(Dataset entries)
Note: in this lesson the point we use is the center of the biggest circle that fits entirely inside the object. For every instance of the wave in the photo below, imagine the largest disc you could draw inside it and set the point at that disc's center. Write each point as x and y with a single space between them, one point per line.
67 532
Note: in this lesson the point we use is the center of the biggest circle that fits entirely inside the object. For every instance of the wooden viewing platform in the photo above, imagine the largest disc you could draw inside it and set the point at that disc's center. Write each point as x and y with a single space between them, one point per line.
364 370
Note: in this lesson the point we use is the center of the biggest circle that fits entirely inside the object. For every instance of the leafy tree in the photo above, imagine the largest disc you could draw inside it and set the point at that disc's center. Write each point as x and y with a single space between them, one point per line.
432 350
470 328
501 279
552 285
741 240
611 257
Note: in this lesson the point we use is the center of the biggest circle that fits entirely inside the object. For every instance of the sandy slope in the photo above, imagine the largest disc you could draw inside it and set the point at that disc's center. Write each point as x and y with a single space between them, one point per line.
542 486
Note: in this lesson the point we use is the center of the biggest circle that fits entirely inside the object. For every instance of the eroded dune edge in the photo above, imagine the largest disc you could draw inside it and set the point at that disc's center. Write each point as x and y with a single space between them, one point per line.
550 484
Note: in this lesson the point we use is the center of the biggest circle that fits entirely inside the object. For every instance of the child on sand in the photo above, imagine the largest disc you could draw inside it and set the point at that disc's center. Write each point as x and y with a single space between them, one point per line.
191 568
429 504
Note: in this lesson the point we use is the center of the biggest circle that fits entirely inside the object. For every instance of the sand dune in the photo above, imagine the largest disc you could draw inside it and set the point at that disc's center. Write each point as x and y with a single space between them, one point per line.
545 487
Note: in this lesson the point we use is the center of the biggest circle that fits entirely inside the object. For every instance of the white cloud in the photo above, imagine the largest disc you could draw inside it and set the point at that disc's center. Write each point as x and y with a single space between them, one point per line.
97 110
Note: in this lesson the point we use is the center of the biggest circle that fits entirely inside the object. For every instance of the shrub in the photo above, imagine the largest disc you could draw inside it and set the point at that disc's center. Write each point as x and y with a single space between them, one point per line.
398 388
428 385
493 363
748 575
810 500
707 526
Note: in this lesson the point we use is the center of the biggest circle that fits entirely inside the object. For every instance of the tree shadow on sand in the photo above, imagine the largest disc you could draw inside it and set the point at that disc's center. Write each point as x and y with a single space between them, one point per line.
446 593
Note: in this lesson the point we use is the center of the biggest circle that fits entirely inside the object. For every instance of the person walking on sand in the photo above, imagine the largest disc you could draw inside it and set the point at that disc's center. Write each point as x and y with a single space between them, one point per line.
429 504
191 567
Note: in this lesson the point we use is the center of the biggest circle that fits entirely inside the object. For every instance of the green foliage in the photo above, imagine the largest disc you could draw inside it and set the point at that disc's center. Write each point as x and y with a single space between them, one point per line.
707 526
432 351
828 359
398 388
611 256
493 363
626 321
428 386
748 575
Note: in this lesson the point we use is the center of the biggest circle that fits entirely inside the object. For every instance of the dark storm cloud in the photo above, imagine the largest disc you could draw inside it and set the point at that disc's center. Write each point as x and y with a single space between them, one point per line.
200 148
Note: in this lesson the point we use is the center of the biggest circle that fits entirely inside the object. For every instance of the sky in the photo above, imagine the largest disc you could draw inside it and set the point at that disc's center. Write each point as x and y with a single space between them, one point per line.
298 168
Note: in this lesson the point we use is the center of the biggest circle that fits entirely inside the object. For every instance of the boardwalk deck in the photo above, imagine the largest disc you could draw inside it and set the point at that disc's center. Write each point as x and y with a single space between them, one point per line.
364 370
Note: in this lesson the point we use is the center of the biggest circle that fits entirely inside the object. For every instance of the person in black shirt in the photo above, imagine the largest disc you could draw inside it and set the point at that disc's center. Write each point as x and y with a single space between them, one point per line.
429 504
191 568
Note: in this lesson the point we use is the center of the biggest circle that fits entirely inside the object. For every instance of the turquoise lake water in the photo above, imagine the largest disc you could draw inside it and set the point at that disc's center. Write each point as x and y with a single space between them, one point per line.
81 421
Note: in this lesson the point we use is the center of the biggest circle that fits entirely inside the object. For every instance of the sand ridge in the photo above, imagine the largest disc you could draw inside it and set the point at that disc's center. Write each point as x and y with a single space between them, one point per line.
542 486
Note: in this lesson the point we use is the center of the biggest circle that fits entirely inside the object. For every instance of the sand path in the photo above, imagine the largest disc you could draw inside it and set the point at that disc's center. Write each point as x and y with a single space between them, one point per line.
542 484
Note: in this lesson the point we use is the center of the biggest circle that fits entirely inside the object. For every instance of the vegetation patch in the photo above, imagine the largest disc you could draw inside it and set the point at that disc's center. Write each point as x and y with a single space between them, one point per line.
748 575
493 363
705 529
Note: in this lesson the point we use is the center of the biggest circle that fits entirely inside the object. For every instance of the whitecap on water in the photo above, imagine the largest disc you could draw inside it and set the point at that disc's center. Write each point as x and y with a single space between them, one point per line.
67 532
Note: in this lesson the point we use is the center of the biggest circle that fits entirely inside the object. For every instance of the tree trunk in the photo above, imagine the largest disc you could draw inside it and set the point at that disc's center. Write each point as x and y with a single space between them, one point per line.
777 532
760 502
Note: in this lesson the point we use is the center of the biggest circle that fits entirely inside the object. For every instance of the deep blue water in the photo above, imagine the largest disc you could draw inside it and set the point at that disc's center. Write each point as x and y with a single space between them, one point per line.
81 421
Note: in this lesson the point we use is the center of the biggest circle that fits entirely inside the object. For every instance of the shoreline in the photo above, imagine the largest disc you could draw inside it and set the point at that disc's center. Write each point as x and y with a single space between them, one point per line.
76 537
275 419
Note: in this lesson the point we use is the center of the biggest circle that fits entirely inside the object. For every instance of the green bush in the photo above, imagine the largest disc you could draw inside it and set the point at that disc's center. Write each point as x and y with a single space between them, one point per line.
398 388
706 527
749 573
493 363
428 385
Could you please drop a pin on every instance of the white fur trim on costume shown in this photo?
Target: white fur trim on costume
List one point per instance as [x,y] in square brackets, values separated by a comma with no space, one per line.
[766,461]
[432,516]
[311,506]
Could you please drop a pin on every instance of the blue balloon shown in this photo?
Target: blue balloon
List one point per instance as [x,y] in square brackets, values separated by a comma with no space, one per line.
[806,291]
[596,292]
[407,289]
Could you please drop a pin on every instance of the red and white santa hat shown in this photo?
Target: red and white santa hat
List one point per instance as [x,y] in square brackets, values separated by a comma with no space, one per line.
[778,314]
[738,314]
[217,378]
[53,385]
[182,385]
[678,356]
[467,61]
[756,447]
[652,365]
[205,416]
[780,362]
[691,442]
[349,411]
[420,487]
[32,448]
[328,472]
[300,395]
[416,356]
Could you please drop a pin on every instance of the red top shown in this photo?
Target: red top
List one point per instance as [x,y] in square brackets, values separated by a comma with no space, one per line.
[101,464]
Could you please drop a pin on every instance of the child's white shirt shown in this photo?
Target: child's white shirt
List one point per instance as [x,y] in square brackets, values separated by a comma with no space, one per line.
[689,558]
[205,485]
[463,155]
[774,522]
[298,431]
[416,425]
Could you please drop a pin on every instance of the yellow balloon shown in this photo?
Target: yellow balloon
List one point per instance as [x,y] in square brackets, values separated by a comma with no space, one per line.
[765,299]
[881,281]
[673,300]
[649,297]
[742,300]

→ What is needed:
Within the lines above, find those holding the word "please" and copy them.

→ Solution:
Could you please drop a pin on every instance of the white fur trim on costume shown in this photo?
Could you please drop a pin on every instance of the blue balloon shown in this photo?
Could you please drop a pin on every instance of the red and white santa hat shown in this photo?
Could you please drop a pin on every instance of the red top shown in this photo?
Could you please drop a pin on every instance of the child's white shirt shown in this photo?
Could you please drop a pin on every instance of the yellow balloon shown in this photo?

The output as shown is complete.